Skip to main content
null đź’» notes

DIY AngularJS SEO with PhantomJS (the easy way!)

September 11, 2019: This is a super old tutorial. I don't think you will want to use this anymore.

Setting up your AngularJS development environment needs to include SEO best practices. For JS-rendered applications, take a look at this solid solution using PhantomJS. #

I've been tasked with recreating a website for a higher education institution and I want to capitalize on AngularJS technologies to provide a rich user experience. Unfortunately, one of the largest issues with using the SPA approach to business/corporate/education web design is search engine optimization; AngularJS, and any JS-rendered application framework, is not SEO-friendly. To get around this, we need a way to serve search engine bots a set of pre-rendered HTML pages. Our goal is to create a development environment for AngularJS SEO awesomeness. In this tutorial, we'll walk through how to get PhantomJS up and running right alongside our app using our Yeoman AngularJS scaffolding that comes with small development server. We'll go from having nothing to having a full development environment, complete with verifiable pre-rendered page cache for bots to eat up and enjoy.

#

Update – May 2nd: I've received a few dozen emails after publishing this article (and lots of generous praise — thank you, everyone!) Please use the comments section to post any questions or concerns you may have, as this is just the start of a huge AngularJS tutorial project that I've started.

**TO-DO LIST:**
a. Print the stretch of the AngularJS SEO tutorial from "Update – May" through "that I've started.".
b. In the AngularJS SEO tutorial, what kind of institution is the website being recreated for?

Entries taken from a collection
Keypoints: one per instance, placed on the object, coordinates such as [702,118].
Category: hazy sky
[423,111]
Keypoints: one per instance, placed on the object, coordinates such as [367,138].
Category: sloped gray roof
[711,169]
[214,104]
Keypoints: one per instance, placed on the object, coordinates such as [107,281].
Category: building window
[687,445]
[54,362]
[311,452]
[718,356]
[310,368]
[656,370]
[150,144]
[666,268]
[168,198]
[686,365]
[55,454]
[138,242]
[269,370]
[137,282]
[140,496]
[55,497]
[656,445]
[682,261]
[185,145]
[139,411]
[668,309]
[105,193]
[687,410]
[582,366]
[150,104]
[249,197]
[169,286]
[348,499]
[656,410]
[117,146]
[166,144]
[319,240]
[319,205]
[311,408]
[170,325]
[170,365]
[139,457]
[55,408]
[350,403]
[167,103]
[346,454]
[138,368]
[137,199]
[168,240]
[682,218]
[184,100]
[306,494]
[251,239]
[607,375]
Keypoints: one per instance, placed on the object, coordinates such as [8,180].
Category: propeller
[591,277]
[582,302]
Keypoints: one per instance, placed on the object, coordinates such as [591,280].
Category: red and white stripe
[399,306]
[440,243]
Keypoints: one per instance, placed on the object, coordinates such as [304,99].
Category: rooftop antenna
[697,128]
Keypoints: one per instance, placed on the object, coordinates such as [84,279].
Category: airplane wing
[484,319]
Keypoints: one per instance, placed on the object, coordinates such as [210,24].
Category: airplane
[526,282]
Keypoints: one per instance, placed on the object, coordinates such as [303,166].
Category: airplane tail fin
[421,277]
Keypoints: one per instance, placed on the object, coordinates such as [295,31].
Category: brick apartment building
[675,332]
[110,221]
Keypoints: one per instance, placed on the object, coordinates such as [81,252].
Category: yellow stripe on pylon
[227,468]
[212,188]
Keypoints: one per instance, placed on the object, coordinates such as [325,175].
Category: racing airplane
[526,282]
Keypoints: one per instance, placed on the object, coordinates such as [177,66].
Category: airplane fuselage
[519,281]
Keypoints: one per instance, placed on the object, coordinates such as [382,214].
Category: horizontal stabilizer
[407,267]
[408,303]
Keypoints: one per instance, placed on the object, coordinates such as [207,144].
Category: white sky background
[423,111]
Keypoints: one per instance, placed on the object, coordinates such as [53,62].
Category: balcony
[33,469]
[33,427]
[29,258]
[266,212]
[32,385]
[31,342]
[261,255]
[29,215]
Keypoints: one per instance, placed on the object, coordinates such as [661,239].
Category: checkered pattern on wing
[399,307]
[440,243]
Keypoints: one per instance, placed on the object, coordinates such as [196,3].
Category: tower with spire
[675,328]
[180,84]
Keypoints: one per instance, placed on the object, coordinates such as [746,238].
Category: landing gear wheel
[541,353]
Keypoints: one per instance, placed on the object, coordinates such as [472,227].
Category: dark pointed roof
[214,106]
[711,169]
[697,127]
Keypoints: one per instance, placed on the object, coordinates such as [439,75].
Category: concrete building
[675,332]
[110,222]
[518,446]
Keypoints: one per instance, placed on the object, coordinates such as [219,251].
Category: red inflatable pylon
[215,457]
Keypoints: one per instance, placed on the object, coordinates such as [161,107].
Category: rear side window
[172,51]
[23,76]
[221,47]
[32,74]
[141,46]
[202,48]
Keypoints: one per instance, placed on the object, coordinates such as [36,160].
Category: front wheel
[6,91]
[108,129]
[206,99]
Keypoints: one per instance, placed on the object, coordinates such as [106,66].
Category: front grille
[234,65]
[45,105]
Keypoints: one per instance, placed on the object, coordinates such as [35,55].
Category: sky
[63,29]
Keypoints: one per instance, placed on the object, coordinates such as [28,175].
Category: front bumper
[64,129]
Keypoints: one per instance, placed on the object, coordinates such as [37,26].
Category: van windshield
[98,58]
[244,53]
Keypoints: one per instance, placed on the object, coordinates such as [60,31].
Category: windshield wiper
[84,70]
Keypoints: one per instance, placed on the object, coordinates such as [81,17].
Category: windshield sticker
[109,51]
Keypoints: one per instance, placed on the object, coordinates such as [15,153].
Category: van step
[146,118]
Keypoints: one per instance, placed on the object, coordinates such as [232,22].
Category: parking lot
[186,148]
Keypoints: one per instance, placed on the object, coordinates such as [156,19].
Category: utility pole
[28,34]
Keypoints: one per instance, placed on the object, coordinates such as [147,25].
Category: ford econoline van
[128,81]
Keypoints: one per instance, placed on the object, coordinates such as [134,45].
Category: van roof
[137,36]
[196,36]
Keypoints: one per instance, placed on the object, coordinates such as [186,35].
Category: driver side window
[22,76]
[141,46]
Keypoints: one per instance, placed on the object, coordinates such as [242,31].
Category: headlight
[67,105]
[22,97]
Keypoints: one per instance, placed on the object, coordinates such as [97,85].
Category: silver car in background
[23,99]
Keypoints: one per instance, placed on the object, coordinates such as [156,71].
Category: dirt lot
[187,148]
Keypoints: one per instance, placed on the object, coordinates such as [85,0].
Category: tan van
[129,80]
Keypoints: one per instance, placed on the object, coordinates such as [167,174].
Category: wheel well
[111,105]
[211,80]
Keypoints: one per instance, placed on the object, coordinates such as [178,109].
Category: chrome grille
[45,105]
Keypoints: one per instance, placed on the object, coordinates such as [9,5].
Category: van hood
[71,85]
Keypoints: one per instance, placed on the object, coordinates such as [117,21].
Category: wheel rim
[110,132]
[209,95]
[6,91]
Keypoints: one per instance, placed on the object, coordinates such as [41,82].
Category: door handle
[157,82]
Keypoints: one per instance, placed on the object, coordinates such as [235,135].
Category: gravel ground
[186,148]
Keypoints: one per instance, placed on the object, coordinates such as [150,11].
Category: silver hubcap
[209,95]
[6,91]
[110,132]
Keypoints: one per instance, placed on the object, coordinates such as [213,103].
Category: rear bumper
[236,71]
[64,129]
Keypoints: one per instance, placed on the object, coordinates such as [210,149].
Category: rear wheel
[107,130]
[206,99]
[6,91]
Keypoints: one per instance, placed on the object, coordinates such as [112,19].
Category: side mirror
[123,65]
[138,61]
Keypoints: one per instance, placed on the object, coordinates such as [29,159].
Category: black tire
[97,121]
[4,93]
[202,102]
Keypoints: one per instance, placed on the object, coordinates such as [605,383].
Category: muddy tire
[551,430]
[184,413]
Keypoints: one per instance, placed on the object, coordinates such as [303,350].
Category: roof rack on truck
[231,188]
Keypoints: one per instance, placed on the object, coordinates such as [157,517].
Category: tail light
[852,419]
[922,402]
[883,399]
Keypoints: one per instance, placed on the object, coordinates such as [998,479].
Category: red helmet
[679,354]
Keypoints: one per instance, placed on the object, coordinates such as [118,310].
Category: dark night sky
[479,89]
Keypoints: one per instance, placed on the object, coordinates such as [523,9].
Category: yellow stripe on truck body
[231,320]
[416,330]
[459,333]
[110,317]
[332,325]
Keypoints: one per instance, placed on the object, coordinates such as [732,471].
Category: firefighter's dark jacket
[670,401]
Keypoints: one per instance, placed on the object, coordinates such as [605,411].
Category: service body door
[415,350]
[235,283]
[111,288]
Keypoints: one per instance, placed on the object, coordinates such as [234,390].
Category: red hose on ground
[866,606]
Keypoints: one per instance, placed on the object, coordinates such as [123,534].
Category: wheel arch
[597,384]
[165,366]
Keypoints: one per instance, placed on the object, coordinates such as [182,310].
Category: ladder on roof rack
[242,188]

**ANSWERS FOR THIS EXERCISE:**
a.
Update – May 2nd: I've received a few dozen emails after publishing this article (and lots of generous praise — thank you, everyone!) Please use the comments section to post any questions or concerns you may have, as this is just the start of a huge AngularJS tutorial project that I've started.

b. A higher education institution.